YOUR INSTRUCTIONS: Copy the forum thread about hosting a competition in Manchester word for word, in full.

QUOTED TEXT:
━━━━━━━━━━━━━━━━

# Manchester Open 09 or 10?



## joey (Oct 22, 2009)

Sup.
I wanna host a competition sometime. In Manchester.

When would y'all be willing to come here? I have no idea at all for dates, so just start suggesting things.

1 day comp? 2 day? 1 day is easier, since you don't have to stay somewhere, but can't do as much 

I talked to some people at my union, and we may be able to get a space for free.. if so, I'd probably ask for a little fee, maybe for a bit of prizes or something.

Lemme know.


----------



## Escher (Oct 22, 2009)

joey said:


> Sup.
> I wanna host a competition sometime. In Manchester.
> 
> When would y'all be willing to come here? I have no idea at all for dates, so just start suggesting things.
> ...



2010 is good 
Could we try and get it in February/March half term? That'd be a good time to do it just from an academic perspective (Summer exams come later, Jan exams have finished, people aren't going to go on holiday in that half term, most people won't have started revising for summer by then etc). 

Events? Methinks UK Open schedule, except with combined finals for 4x4, 5x5 + OH, plus SQ-1/Pyra + Magic?


----------



## CharlieCooper (Oct 22, 2009)

━━━━━━━━━━━━━━━━

DATA LISTING:
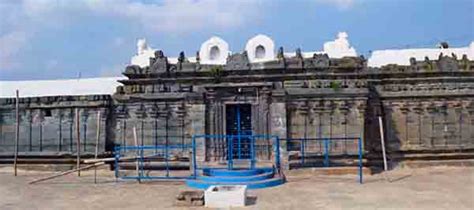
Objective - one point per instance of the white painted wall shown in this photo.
(206, 50)
(66, 87)
(402, 56)
(262, 41)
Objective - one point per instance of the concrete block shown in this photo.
(224, 196)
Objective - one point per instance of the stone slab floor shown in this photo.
(422, 188)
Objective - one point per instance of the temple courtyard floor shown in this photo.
(421, 188)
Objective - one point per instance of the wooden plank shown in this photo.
(135, 139)
(66, 172)
(97, 144)
(17, 130)
(78, 140)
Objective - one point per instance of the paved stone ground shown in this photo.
(422, 188)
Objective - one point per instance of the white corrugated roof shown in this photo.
(72, 87)
(402, 56)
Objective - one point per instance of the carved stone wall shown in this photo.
(47, 125)
(426, 107)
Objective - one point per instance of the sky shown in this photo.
(56, 39)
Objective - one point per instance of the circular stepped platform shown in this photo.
(253, 178)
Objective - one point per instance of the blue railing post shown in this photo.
(117, 157)
(302, 150)
(166, 159)
(360, 160)
(194, 156)
(277, 156)
(326, 152)
(141, 163)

━━━━━━━━━━━━━━━━

ANSWER FOR THE TASK:
# Manchester Open 09 or 10?



## joey (Oct 22, 2009)

Sup.
I wanna host a competition sometime. In Manchester.

When would y'all be willing to come here? I have no idea at all for dates, so just start suggesting things.

1 day comp? 2 day? 1 day is easier, since you don't have to stay somewhere, but can't do as much 

I talked to some people at my union, and we may be able to get a space for free.. if so, I'd probably ask for a little fee, maybe for a bit of prizes or something.

Lemme know.


----------



## Escher (Oct 22, 2009)

joey said:


> Sup.
> I wanna host a competition sometime. In Manchester.
> 
> When would y'all be willing to come here? I have no idea at all for dates, so just start suggesting things.
> ...



2010 is good 
Could we try and get it in February/March half term? That'd be a good time to do it just from an academic perspective (Summer exams come later, Jan exams have finished, people aren't going to go on holiday in that half term, most people won't have started revising for summer by then etc). 

Events? Methinks UK Open schedule, except with combined finals for 4x4, 5x5 + OH, plus SQ-1/Pyra + Magic?


----------



## CharlieCooper (Oct 22, 2009)